— Exercise directions —
Report each line of the data below in which "dark" appears.

(Data in this exercise)

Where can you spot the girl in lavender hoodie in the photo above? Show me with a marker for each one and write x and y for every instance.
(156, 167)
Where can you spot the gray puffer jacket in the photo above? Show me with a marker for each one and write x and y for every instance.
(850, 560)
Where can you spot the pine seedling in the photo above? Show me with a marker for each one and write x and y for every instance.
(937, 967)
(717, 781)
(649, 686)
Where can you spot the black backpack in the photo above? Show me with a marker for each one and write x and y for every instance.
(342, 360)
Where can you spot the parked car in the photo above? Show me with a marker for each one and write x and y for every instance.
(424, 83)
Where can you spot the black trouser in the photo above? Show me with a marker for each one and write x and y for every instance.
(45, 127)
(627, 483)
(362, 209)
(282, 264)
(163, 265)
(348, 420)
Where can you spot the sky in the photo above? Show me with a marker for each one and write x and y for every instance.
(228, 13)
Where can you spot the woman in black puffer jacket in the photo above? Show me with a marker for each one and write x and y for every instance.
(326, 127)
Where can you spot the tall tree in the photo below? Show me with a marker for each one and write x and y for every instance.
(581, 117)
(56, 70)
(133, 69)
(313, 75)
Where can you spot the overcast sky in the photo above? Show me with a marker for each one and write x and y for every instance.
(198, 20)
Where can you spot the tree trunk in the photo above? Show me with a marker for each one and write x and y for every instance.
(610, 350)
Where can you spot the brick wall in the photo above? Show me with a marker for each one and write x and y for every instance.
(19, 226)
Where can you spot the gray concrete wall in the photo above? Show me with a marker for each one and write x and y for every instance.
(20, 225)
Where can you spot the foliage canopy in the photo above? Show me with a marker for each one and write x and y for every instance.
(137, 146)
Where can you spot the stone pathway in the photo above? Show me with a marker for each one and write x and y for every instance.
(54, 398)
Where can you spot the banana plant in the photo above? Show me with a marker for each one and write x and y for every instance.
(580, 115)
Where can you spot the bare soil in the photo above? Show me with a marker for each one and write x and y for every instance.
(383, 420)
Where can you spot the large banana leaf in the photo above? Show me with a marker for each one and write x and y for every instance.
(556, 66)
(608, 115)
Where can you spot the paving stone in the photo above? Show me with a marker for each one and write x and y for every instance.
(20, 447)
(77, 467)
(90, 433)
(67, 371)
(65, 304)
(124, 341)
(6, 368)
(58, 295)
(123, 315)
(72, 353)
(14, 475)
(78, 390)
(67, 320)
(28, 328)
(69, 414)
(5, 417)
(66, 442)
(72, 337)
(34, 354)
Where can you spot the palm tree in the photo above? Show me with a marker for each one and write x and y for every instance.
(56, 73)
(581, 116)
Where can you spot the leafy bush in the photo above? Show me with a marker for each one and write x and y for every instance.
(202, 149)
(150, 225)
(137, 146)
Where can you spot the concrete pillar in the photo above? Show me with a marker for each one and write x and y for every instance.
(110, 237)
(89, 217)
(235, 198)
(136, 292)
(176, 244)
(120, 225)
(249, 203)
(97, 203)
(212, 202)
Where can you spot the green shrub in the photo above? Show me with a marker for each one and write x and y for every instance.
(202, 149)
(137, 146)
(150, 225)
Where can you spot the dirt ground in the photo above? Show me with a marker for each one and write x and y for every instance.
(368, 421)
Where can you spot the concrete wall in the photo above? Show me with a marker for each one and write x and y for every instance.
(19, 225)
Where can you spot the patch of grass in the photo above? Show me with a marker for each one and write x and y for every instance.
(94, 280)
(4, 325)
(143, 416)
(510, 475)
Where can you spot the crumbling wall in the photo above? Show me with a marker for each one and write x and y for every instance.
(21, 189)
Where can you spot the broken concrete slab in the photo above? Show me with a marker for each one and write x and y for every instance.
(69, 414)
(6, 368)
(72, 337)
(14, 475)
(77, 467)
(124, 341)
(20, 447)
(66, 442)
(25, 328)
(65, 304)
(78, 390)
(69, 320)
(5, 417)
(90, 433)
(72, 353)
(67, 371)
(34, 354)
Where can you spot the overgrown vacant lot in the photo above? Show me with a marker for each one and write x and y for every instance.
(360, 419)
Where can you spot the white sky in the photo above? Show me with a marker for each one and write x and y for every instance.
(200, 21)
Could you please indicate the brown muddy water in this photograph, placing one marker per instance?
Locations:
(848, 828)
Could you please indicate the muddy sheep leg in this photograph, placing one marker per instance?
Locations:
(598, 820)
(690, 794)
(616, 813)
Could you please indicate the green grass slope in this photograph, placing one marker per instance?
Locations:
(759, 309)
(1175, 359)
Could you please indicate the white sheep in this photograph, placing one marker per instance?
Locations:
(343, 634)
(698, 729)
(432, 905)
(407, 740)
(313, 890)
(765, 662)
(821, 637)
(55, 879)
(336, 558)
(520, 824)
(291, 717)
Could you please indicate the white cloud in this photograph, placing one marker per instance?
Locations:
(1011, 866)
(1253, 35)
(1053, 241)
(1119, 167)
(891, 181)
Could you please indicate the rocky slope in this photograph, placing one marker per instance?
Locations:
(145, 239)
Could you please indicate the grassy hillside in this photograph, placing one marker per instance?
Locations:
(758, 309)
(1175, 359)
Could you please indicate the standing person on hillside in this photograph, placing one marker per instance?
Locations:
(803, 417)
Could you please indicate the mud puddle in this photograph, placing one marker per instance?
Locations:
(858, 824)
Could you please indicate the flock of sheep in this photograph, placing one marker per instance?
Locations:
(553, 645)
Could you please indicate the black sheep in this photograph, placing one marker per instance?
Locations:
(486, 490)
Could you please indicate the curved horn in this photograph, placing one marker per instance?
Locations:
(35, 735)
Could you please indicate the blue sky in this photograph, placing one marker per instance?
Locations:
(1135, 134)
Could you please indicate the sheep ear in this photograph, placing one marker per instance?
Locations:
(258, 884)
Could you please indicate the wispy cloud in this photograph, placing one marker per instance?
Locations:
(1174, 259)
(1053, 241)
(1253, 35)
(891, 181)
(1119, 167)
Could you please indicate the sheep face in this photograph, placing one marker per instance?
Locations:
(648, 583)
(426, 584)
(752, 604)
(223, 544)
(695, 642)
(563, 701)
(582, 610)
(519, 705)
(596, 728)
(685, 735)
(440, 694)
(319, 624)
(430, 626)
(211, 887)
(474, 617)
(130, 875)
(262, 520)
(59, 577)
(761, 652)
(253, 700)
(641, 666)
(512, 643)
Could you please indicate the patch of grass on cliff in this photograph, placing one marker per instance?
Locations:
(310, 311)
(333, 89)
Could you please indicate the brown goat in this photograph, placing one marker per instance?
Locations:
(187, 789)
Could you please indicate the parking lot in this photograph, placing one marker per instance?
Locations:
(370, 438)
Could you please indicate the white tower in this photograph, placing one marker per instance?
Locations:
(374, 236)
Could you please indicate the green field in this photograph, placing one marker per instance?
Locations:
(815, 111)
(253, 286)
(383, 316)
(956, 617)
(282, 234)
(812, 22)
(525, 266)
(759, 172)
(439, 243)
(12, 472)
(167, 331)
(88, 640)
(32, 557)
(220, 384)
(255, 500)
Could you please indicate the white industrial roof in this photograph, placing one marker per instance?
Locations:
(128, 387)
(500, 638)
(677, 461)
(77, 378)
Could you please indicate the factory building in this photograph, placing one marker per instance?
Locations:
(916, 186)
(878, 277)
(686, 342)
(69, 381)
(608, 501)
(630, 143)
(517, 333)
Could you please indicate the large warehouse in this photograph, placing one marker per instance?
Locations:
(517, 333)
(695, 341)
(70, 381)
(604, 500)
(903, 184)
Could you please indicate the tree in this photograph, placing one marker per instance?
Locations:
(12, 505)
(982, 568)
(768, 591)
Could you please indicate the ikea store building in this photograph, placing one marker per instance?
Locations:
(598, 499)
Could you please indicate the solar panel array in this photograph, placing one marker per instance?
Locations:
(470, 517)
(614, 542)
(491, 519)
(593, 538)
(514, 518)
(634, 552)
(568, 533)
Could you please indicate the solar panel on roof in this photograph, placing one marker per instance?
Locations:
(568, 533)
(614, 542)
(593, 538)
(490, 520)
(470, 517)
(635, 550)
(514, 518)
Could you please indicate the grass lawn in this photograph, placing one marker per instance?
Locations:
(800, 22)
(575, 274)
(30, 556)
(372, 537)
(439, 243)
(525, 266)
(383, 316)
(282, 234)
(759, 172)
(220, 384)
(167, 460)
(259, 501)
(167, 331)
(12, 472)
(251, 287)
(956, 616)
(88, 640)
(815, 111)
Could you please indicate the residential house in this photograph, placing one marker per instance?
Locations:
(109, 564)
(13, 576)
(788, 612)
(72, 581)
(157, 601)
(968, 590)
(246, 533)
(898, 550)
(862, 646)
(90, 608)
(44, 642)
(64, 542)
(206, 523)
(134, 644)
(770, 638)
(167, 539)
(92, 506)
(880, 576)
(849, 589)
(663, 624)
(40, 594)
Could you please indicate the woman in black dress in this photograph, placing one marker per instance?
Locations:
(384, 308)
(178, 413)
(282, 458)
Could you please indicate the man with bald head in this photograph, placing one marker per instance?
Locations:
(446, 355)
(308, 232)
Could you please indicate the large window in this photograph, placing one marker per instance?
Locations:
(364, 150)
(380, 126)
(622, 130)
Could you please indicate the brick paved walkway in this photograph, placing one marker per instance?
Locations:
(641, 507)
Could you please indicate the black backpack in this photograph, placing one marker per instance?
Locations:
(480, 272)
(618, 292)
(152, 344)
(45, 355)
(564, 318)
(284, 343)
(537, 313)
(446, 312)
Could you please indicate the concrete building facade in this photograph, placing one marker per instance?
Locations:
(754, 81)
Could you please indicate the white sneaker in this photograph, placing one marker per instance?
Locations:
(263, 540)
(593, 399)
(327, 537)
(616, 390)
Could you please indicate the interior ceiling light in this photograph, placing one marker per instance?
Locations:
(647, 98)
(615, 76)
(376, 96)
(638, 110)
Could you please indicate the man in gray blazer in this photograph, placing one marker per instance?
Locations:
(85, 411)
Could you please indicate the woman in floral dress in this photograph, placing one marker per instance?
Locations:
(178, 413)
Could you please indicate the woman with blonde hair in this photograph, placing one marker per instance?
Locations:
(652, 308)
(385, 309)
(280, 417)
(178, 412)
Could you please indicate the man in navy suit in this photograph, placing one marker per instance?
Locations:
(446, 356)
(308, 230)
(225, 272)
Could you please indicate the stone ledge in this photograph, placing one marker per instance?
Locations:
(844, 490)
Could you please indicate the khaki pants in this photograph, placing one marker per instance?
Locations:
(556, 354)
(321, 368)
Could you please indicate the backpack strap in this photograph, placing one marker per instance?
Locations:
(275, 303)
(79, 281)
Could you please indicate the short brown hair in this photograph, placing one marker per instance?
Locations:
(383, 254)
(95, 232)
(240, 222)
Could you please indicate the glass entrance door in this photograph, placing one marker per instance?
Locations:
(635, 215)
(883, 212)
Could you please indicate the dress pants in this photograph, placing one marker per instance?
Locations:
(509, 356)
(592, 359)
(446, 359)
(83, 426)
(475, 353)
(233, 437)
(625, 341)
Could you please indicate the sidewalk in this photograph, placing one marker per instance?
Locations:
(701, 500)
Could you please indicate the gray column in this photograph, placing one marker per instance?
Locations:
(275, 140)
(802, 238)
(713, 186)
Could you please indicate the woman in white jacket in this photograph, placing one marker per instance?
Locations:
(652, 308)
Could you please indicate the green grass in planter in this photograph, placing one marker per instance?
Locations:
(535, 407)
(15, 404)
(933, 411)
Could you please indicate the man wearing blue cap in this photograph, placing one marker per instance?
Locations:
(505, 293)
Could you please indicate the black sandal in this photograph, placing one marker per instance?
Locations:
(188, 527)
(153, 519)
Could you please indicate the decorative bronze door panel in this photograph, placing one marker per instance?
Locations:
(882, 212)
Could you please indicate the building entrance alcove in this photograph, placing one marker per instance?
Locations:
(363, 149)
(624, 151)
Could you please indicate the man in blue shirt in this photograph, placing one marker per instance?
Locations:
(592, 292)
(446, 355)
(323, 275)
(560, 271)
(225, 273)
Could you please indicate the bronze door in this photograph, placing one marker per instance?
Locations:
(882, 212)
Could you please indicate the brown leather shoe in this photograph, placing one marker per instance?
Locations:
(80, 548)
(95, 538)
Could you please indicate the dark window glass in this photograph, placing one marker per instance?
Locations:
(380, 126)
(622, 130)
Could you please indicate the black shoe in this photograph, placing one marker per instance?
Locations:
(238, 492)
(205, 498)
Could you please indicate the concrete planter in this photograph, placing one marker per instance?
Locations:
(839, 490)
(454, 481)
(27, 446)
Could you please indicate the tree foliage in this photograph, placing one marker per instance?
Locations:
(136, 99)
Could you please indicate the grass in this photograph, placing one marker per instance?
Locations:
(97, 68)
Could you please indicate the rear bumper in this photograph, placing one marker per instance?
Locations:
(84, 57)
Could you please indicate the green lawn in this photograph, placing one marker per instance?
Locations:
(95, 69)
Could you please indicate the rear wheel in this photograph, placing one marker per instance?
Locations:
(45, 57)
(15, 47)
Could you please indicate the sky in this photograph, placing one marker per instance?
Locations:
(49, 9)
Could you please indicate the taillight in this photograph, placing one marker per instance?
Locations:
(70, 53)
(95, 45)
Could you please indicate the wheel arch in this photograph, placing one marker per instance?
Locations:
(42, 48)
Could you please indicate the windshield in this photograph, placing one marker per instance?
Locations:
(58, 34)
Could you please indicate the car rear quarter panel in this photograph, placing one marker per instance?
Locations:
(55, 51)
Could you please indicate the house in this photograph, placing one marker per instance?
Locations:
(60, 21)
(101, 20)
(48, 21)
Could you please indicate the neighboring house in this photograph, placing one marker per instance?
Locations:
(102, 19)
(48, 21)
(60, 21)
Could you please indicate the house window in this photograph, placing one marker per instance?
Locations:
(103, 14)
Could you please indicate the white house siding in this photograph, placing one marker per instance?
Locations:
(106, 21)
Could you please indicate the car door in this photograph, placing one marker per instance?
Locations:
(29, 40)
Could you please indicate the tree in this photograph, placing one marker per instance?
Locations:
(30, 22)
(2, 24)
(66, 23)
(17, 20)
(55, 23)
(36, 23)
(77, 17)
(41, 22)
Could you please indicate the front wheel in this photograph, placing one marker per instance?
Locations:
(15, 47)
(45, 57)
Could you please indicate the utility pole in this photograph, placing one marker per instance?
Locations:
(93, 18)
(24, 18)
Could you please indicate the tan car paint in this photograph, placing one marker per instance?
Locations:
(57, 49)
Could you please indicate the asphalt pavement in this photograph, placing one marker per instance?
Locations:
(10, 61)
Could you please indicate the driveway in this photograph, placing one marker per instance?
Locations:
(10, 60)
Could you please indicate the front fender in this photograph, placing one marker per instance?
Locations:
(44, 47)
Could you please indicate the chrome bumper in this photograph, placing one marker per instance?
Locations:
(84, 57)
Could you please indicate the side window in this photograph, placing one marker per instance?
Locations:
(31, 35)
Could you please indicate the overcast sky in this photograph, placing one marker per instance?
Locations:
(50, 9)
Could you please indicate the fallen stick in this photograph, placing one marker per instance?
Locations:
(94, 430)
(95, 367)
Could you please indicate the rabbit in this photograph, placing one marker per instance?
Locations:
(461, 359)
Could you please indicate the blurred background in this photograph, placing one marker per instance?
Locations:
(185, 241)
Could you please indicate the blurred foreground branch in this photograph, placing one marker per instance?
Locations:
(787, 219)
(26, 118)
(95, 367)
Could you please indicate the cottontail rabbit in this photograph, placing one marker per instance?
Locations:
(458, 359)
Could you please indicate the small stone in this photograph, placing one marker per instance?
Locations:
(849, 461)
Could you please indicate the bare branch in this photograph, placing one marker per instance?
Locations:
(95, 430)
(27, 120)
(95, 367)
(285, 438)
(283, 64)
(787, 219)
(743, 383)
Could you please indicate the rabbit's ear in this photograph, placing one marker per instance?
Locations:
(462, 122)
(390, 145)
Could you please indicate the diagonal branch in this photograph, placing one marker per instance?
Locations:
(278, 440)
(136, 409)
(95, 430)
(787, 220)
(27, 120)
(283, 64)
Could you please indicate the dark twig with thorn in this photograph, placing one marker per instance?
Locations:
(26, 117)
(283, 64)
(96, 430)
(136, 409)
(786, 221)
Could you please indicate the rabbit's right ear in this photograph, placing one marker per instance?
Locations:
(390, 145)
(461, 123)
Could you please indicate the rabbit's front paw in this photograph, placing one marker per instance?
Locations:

(End Data in this exercise)

— Task result —
Could you please indicate the dark window glass in this photograph, placing one marker per instance?
Could you please indicate the dark twig with thorn in this photograph, placing one marker per instance?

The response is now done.